Page extract
José Miguel Ortíz Novoa (born 24 April 1941) is a Chilean politician who served as member of the Chamber of Deputies of Chile.

== Early life and education ==
José Miguel Ortiz Novoa was born on November 22, 1941, in Santiago, Chile. He is the son of José León Ortíz Nuñez and Alicia Novoa Vega.

He is married to Nelda Novely Vera Vásquez and is the father of three children, including Álvaro Ortiz Vera, former city councilor and mayor of Concepción since 2012.

Ortiz completed his primary education at Colegio San Ignacio of Concepción and his secondary education at Liceo Enrique Molina Garmendia in the same city. He later entered the Faculty of Education at the University of Concepción, where he obtained a degree as a teacher.

== Professional career ==
In his professional career, Ortiz worked as a teacher at the Seminario Menor Metropolitano of Concepción and later served as Provincial Director of Education. In 1980, he was dismissed from this latter position by the military regime of Augusto Pinochet.

== Political career ==
Ortiz began his political activity in 1957 when he joined the Christian Democratic Party of Chile in his region.

For the 1964 presidential elections, he led the Independent Youth Command supporting the candidacy of Eduardo Frei Montalva.

In 1966, he served as president of the Christian Democratic Party’s Labor Department in Concepción, and the following year he was appointed communal vice president of the party in the same city.

Between 1969 and 1989, across four consecutive terms, he held the positions of first vice president, secretary, and provincial president of the Christian Democratic Party.

During the military regime, between 1979 and 1984, he was a member of the party’s National Political Commission and served as delegate to the National Board until 1988.

In the early 1980s, he became Provincial Councilor of the Central Unitary Workers (CUT) and served as a national leader of the Employees of the Horse Racing sector.

In 1988, he coordinated the No campaign in Concepción for the national plebiscite held that year.

He was elected to the Chamber of Deputies of Chile in 1989 and served continuously from 1990 onward. Due to the term limits established by Law No. 21,238 of 2020, he did not seek re-election. In August 2021, he registered his candidacy for the Senate of Chile representing the Christian Democratic Party for the 10th senatorial constituency of the Biobío Region for the 2022–2030 term. In the parliamentary elections of November 2021, he obtained 28,131 votes, equivalent to 5.12% of the total valid votes, but was not elected.

Work request
According to the biography of José Miguel Ortiz Novoa, in what year did he join the Christian Democratic Party of Chile?

[Stored data entries]
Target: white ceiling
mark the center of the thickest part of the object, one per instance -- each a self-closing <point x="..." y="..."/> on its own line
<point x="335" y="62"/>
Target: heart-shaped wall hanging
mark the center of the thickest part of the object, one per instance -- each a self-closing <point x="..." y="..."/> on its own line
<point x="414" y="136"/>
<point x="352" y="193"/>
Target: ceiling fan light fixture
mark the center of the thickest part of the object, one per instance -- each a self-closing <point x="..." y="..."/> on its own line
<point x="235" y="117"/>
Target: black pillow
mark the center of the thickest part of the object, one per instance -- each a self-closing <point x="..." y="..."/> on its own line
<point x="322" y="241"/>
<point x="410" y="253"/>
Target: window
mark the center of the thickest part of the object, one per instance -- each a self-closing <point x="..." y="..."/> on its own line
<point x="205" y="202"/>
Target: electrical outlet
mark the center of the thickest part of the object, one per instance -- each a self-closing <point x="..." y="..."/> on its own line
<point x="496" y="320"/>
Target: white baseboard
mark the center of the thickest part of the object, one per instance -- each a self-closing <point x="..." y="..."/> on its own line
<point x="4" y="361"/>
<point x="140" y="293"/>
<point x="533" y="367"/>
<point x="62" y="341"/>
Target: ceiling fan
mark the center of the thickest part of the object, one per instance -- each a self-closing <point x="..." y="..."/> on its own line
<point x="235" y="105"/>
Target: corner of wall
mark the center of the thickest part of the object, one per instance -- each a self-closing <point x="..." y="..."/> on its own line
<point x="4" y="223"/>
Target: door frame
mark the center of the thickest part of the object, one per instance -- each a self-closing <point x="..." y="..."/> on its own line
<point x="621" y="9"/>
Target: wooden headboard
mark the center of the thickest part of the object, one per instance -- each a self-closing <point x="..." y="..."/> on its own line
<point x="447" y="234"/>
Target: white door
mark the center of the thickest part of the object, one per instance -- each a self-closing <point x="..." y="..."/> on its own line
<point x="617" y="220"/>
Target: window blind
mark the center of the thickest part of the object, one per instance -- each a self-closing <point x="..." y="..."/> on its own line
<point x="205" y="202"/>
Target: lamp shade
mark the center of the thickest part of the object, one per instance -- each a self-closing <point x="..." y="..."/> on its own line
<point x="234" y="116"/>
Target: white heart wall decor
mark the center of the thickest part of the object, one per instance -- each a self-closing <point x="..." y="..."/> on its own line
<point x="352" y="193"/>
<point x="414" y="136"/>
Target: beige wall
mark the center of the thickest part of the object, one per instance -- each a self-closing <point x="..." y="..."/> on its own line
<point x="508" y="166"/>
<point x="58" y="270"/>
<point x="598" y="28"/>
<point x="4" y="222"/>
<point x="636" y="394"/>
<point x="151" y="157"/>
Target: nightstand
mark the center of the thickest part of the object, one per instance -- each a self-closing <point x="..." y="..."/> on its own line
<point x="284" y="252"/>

Expected answer
1957